ASSIGNED TASK » Could you transcribe every record below exactly as written, excluding the pictures?

AVAILABLE DATA »
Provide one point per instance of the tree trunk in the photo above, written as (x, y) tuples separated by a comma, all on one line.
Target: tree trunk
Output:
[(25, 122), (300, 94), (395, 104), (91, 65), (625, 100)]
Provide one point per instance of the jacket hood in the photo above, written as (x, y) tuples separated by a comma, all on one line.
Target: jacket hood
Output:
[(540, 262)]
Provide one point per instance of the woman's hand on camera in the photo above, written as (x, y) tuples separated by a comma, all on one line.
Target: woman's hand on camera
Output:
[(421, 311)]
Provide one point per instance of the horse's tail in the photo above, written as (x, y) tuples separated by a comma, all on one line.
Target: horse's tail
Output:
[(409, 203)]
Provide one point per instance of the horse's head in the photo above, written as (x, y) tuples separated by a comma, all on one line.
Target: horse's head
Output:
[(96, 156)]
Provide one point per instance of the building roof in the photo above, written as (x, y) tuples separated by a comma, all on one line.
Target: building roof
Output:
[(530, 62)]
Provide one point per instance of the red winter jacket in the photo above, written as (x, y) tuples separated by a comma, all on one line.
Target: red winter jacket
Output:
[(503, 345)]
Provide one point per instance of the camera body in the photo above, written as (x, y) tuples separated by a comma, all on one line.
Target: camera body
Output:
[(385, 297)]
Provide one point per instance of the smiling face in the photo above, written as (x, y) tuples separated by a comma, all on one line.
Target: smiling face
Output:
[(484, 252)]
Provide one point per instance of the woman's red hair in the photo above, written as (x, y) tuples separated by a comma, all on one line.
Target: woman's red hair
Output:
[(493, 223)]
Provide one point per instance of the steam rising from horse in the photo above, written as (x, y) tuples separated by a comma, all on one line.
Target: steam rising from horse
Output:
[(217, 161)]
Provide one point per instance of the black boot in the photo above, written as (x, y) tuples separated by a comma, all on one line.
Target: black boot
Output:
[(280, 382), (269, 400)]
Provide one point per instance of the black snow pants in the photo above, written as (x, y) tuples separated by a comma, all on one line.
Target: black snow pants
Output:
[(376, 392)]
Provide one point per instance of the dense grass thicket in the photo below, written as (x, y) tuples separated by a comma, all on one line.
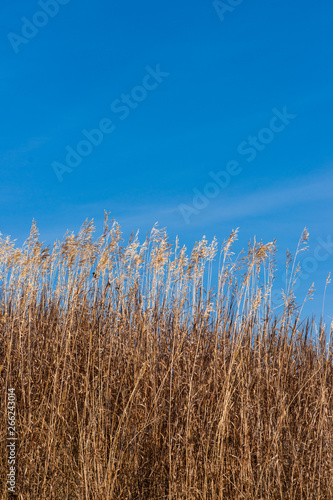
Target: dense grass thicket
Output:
[(135, 380)]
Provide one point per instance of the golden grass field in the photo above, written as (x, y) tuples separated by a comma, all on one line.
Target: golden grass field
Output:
[(135, 380)]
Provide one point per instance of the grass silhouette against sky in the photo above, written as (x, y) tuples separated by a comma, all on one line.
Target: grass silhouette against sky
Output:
[(178, 92)]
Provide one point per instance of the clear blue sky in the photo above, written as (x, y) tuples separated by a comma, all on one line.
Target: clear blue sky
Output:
[(209, 118)]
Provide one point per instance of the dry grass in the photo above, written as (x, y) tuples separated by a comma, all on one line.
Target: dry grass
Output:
[(132, 382)]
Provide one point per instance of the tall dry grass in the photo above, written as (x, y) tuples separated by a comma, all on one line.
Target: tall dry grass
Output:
[(135, 380)]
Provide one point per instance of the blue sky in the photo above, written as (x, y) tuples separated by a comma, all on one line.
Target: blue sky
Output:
[(179, 93)]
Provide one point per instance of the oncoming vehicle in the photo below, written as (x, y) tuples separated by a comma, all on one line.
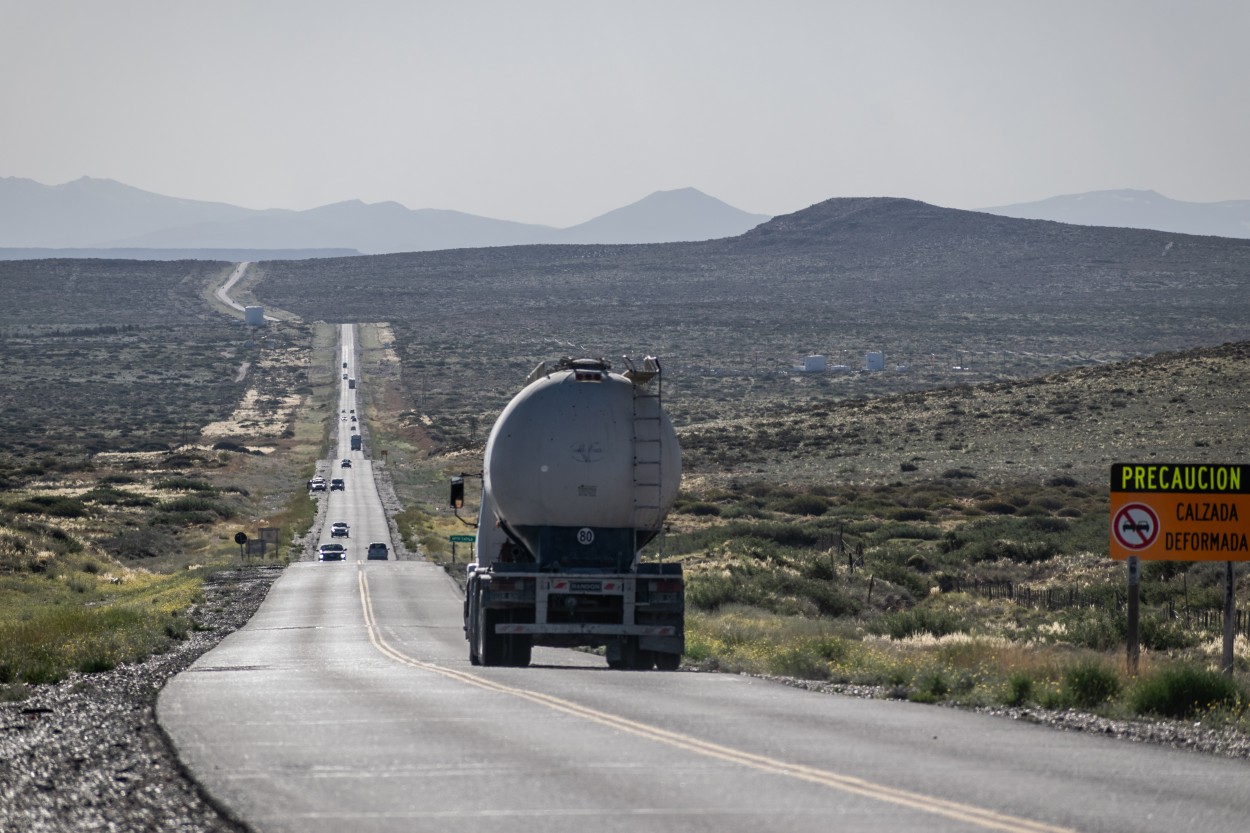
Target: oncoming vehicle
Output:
[(333, 553)]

EXPECTED OUTPUT »
Provide one point per instance of the tree trunk in the photo above, written as (x, y) tuples separated by a comma, all on one line.
Target: tree trunk
Output:
[(25, 122), (300, 94), (395, 104), (91, 65), (625, 100)]
Provide one point per instance of the jacket hood in the photo above, written as (x, y) tuples separated by a comma, all on one line.
Target: jacket hood
Output:
[(540, 262)]
Provide one point per instance of the woman's hand on camera in the photo above, written as (x, y) tuples separated by a comma, all on one line.
Target: woman's hand on camera
Output:
[(421, 311)]
Provide one point per instance of the horse's tail in the photo above, written as (x, y) tuples separated by a comma, all on one line.
Target: horse's tail
Output:
[(409, 203)]
Provide one point per instance of the horse's head in the photo above, written as (x, y) tuples separated by a comma, all on one line.
Target: horse's head
Output:
[(96, 156)]
Provide one point per instance of the building roof in the photo above, written as (x, y) tuples separated by a comma, all on one line.
Target: building roof
Output:
[(530, 62)]
Provide one point per instance of the red winter jacket in the photo above, written as (x, y) tuples separated by a comma, all on one line.
Target: red winter jacket
Output:
[(503, 345)]
Provide one point per instance of the camera body in the photo above, written as (x, y) tuples separated by a comma, all on one line.
Target: camera body
Output:
[(385, 297)]
Provide one point per instance of the smiling face in the photo above, written as (x, y) tuples separated by a comma, all on one line.
Target: smiling face
Output:
[(484, 252)]
Provide one point per instance of the woman's red hair in the photo above, written as (x, y) tuples separated by a comma, all on one line.
Target: woman's red hair
Output:
[(493, 223)]
Provide one point per instance of the steam rising from horse in the photo above, written as (x, y) tuples separated by a comma, all on one line.
Target: steam rising from horse
Output:
[(217, 161)]
Provide one point per instance of the black boot in the photo above, written as (x, y) tuples separated by a comma, all on one line.
Target: black boot
Output:
[(280, 382), (269, 400)]
Provide one point per instance of the black snow pants in the photo above, written as (x, y) tuples separated by a comma, all on one line.
Target: black snow pants
Output:
[(376, 392)]
Provide one point per instance of the dense grass thicket in the photo below, written as (x, y) tuples separated by a comma, all on one line.
Target: dense grass thicket
Output:
[(135, 380)]
Provide one point per instance of the golden grass field in the photo above, written as (x, y) tuples separated by a comma, all on one line.
Target: golden grass field
Output:
[(135, 380)]
Provide one point per instance of the grass silhouette against sky in the photo above, written as (x, y) tuples separated by a comma, all on one line.
Target: grass silhouette against sky
Output:
[(178, 92)]
Provide one point per instance of the clear blue sky in the photo above, written as (x, y) tuples separated by a comma, all on one line.
Target: clear blue sky
Output:
[(209, 118)]
Provide one point per instance of the dry grass in the photo above, written as (x, y) tuples separated by a comma, all on one line.
Target: dry grass
Output:
[(132, 382)]
Provide one point per instance of the tall dry grass in the photo above, written as (x, y) tuples separated by a comma, all on one line.
Target: tall dry grass
Output:
[(135, 380)]
Provide one point per instance of the blue sky in the photo above, written as (x, y) tuples separated by a comma, all on one line.
Target: blue sky
Output:
[(179, 93)]
Provide one point per instance of the oncoming vehicle in the photo below, written as (x, y) tuples separated by a comma, all on one line.
Target: oncoming vehicle
Output:
[(333, 553)]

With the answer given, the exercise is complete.